### [Requirement]
Select each line in the material below that contains the string "green". Case must match.

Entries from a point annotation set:
════════

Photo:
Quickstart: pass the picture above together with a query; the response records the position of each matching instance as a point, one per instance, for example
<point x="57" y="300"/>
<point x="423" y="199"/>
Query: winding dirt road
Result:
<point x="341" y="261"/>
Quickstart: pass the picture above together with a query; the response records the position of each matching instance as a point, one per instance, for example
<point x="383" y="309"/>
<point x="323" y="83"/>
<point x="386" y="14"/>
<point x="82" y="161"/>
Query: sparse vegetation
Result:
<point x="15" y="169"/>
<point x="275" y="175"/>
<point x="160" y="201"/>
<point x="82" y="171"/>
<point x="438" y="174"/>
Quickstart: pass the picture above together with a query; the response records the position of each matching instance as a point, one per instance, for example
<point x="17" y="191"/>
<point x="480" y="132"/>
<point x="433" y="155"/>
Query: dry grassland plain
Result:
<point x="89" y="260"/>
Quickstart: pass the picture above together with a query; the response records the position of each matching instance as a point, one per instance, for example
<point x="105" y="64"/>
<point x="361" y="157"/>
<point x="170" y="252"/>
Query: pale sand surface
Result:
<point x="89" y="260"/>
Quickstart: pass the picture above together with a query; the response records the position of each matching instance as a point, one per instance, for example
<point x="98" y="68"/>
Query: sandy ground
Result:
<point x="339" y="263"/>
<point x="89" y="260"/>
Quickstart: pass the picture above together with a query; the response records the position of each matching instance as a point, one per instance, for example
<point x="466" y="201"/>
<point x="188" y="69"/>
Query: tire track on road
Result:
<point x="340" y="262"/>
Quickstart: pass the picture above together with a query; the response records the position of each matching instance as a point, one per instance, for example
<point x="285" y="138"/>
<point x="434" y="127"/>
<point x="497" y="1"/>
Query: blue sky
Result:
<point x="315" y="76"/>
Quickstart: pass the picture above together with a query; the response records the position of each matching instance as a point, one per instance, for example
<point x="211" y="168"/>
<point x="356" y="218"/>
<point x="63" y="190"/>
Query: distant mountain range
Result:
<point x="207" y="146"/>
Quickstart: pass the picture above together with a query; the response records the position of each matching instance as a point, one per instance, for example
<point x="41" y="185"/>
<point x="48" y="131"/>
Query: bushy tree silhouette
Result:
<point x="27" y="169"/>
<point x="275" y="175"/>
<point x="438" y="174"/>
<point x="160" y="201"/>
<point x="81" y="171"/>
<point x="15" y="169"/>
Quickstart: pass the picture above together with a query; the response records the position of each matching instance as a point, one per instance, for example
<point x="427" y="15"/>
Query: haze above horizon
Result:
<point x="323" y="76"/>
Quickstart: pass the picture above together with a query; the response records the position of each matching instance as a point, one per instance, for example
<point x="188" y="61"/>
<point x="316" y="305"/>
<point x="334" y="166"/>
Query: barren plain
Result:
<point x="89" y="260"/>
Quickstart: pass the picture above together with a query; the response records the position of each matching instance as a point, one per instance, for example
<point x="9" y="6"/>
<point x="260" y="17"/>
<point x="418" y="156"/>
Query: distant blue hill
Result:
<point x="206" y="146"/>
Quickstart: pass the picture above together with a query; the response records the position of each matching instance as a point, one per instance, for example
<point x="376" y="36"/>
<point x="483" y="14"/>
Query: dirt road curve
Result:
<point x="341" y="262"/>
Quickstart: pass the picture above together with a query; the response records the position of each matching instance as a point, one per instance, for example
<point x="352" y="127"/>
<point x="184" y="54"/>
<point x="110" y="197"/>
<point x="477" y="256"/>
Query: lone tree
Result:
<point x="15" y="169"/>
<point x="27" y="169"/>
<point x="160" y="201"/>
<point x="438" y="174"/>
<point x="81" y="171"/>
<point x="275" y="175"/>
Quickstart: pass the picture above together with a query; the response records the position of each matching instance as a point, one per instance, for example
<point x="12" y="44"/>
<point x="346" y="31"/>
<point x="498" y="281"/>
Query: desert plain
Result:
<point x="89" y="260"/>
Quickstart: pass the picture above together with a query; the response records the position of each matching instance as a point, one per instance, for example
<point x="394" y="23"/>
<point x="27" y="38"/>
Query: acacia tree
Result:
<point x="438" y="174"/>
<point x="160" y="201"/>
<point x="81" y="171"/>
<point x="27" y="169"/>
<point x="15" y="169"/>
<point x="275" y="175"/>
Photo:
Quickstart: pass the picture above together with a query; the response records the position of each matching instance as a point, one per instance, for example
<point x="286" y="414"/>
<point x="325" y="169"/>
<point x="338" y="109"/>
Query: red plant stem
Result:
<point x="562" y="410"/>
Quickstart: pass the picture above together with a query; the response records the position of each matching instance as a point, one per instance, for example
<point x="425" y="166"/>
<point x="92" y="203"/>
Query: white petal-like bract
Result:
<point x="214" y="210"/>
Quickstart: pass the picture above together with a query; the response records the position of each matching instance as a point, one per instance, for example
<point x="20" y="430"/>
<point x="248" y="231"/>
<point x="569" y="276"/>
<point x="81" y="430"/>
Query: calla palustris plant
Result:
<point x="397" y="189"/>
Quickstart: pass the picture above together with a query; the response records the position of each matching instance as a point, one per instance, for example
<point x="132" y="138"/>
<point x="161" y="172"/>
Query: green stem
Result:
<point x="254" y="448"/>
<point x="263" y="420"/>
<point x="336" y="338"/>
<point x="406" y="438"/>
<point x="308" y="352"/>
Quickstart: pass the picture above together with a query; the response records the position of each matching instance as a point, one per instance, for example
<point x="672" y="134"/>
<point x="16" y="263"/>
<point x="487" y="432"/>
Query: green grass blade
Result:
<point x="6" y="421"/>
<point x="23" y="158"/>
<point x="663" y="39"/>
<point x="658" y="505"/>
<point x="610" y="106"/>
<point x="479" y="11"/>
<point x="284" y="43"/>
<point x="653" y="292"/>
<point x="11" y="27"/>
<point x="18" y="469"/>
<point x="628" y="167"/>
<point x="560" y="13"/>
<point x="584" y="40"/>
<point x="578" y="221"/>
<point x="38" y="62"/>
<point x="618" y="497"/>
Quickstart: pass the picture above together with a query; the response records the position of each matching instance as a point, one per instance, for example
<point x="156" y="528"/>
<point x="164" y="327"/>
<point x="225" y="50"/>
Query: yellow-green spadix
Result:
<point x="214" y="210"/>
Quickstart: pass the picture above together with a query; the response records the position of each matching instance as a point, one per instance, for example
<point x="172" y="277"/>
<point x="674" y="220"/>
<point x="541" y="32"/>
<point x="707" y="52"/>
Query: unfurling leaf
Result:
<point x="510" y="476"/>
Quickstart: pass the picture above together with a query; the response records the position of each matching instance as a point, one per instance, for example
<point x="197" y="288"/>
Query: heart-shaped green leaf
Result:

════════

### [Answer to the problem]
Query: green stem
Query: green grass blade
Query: yellow-green spadix
Query: heart-shaped green leaf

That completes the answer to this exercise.